(Input material)

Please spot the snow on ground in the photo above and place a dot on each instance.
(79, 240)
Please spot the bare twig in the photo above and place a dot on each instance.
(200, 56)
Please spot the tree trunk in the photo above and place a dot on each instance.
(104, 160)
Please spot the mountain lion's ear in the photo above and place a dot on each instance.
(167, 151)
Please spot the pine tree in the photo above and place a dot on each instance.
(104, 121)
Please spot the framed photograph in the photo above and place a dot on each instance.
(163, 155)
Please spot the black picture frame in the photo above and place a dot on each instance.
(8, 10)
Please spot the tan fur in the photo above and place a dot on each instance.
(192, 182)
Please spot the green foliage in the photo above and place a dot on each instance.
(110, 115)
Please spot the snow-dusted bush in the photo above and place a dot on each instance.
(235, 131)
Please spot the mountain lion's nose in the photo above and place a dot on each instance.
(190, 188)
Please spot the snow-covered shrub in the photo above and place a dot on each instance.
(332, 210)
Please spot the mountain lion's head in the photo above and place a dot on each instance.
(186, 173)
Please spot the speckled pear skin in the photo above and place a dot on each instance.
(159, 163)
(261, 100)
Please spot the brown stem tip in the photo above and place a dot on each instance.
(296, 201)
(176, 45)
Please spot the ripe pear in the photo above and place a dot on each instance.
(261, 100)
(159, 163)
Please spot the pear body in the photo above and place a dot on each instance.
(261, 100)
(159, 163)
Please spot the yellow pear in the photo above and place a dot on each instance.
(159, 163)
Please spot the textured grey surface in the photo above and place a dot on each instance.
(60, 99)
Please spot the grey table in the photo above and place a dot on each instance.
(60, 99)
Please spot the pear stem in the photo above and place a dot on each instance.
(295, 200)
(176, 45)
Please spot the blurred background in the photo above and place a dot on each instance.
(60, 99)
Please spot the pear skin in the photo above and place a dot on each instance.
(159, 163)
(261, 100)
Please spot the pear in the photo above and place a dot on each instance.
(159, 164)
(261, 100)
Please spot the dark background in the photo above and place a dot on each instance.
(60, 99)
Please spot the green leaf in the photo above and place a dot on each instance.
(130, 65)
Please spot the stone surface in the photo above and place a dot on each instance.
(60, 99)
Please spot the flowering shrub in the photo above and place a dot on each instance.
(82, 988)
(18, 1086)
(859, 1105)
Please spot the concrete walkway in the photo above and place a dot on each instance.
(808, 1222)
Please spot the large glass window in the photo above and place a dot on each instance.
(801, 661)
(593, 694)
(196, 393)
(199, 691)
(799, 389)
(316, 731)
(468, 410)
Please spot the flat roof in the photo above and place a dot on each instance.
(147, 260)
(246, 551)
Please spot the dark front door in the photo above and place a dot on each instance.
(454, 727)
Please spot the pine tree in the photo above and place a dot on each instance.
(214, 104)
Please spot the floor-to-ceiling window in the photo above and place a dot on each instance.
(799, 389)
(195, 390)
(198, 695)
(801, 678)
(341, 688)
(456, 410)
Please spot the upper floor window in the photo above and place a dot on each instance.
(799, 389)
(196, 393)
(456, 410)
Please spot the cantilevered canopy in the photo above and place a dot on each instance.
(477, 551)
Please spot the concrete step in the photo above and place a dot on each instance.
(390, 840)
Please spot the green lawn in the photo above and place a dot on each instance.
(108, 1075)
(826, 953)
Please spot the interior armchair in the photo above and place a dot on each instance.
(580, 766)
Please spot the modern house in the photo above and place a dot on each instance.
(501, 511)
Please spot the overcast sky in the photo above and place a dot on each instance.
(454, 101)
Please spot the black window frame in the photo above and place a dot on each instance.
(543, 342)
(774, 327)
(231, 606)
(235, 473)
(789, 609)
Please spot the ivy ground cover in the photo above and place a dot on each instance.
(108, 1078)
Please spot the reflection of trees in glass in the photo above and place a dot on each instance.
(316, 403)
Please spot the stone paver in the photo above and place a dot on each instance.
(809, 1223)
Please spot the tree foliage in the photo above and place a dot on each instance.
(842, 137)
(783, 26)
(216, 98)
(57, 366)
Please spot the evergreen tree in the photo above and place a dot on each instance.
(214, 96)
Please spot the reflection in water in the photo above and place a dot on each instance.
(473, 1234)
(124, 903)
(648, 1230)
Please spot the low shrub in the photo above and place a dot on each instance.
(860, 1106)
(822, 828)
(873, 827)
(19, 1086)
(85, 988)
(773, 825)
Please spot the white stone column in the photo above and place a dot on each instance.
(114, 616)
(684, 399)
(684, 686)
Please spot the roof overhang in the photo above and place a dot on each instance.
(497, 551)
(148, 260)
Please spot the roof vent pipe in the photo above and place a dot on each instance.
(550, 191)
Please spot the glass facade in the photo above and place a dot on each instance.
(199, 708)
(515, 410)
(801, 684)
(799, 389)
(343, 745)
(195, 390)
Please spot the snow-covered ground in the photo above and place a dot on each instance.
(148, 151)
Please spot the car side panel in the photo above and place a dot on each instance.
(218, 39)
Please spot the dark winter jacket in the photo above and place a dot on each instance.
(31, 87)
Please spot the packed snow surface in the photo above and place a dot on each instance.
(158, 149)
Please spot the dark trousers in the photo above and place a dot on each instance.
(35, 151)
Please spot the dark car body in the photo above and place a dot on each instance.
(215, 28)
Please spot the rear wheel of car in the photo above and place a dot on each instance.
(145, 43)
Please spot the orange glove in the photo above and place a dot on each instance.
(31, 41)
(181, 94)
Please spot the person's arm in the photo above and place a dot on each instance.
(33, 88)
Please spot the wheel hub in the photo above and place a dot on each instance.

(End Input material)

▶ [What you need to do]:
The full set of entries has to be duplicated precisely.

▶ [Problem solution]:
Please spot the snow on ground in the photo above and place a dot on each instance.
(79, 240)
Please spot the bare twig in the photo above and place a dot on each instance.
(200, 56)
Please spot the tree trunk in the photo above and place a dot on each instance.
(104, 160)
Please spot the mountain lion's ear in the photo above and place a dot on each instance.
(167, 151)
Please spot the pine tree in the photo above and place a dot on each instance.
(104, 121)
Please spot the framed photograph in the photo above and place a dot on each instance.
(163, 155)
Please spot the black picture frame in the photo above and place a dot on each instance.
(8, 10)
Please spot the tan fur in the photo above and place a dot on each instance.
(192, 182)
Please spot the green foliage in the photo above and place a dot on each instance.
(110, 115)
Please spot the snow-dusted bush in the photo above and place a dot on each instance.
(235, 131)
Please spot the mountain lion's nose in the photo above and place a dot on each instance.
(190, 188)
Please spot the snow-covered shrub in the photo above and place a dot on each instance.
(332, 210)
Please spot the mountain lion's head in the photo above and place a dot on each instance.
(186, 173)
Please spot the speckled pear skin in the photo above and place a dot on each instance.
(159, 163)
(261, 100)
Please spot the brown stem tip in the photo above and place a dot on each instance.
(296, 201)
(176, 45)
Please spot the ripe pear in the photo above and place a dot on each instance.
(261, 100)
(159, 163)
Please spot the pear body in the photo above and place a dot on each instance.
(261, 100)
(159, 163)
Please spot the yellow pear in the photo above and place a dot on each instance.
(159, 163)
Please spot the textured grey surface in the photo above and place a dot on each instance.
(60, 99)
Please spot the grey table in the photo above and place a dot on each instance.
(60, 99)
Please spot the pear stem in the photo above and place a dot on each instance.
(295, 200)
(176, 45)
Please spot the blurred background in the photo above and place a dot on each instance.
(60, 99)
Please spot the pear skin in the photo above and place a dot on each instance.
(159, 163)
(261, 100)
Please spot the pear in the photo above and place a dot on each instance.
(159, 164)
(261, 100)
Please spot the dark background in the photo above and place a dot on each instance.
(60, 99)
Please spot the green leaf in the photo above and place a dot on each instance.
(130, 65)
Please spot the stone surface in the photo above and place a dot on each instance.
(60, 99)
Please spot the flowering shrub in the photo above and place a dot on each instance.
(82, 988)
(18, 1086)
(859, 1105)
Please spot the concrete walkway in the photo above and place a dot on each instance.
(808, 1222)
Please spot the large glass window in the photo above and place a dot on each instance.
(801, 661)
(593, 694)
(196, 393)
(199, 691)
(799, 389)
(316, 731)
(468, 410)
Please spot the flat roof in the photo above and place a dot on each instance.
(147, 260)
(246, 551)
Please spot the dark front door in the photo above and place a dot on each instance.
(454, 727)
Please spot the pine tree in the photo above and place a dot on each instance.
(214, 104)
Please spot the floor-to-ceiling window in the photo above and place a dot on each instance.
(799, 389)
(195, 390)
(198, 695)
(801, 678)
(341, 688)
(456, 410)
Please spot the upper floor window in the photo above and place a dot on each instance.
(799, 389)
(196, 393)
(456, 410)
Please spot the cantilevered canopy in the photo above and place a dot on each instance.
(477, 551)
Please spot the concrete step in the photo above and place a dot on each instance.
(390, 840)
Please spot the green lawn in the photo above and place a dot on each instance.
(108, 1075)
(826, 953)
Please spot the interior armchair in the photo above and place a dot on each instance.
(580, 766)
Please spot the modern house in the photo above and place a dot on each instance.
(501, 511)
Please spot the overcast sky in the photo above and place a dot on each instance.
(454, 101)
Please spot the black window frame in the photo above and place a dot on each instance.
(543, 342)
(774, 327)
(231, 606)
(235, 473)
(789, 609)
Please spot the ivy ground cover in the photo above and place a dot on each instance.
(108, 1078)
Please spot the reflection of trees in glass in the photo above and place a dot on each instance.
(316, 403)
Please spot the stone paver in the photo above and place a dot on each instance.
(809, 1223)
Please spot the tree foliage in the photo above and place a dot on each instance.
(842, 137)
(783, 26)
(216, 98)
(57, 366)
Please spot the evergreen tree in the photo above and place a dot on each instance.
(214, 96)
Please spot the reflection in water in the photo above and place a dot on each instance.
(473, 1234)
(124, 903)
(648, 1230)
Please spot the low shrub in the photo above and place a dot on each instance.
(860, 1106)
(822, 828)
(873, 827)
(19, 1086)
(85, 988)
(773, 825)
Please spot the white stone column in the photo above and place a dot on each instance.
(114, 616)
(684, 399)
(684, 686)
Please spot the roof overhang in the photo above and place a dot on each instance.
(497, 551)
(148, 260)
Please spot the roof vent pipe in the photo above and place a dot on each instance.
(550, 191)
Please spot the glass facade in the photo above and place a dot on each instance.
(199, 708)
(515, 410)
(801, 684)
(799, 389)
(343, 745)
(195, 390)
Please spot the snow-covered ground in the photo above and place a dot on each instance.
(148, 151)
Please spot the car side panel in the photo above and place a dot on each instance.
(218, 39)
Please spot the dark winter jacket in the photo above and place a dot on each instance.
(31, 87)
Please spot the packed snow surface in the photo above and place a dot on each instance.
(158, 149)
Please spot the dark trousers in the photo above and place a dot on each instance.
(35, 151)
Please spot the dark car body in the photo above and place a dot on each instance.
(215, 28)
Please spot the rear wheel of car in the photo above and place a dot on each instance.
(145, 43)
Please spot the orange glove in the photo above and place a dot on each instance.
(31, 41)
(181, 94)
Please spot the person's arm in the photo above and place a dot on each instance.
(33, 88)
Please spot the wheel hub in the photo above and place a dot on each instance.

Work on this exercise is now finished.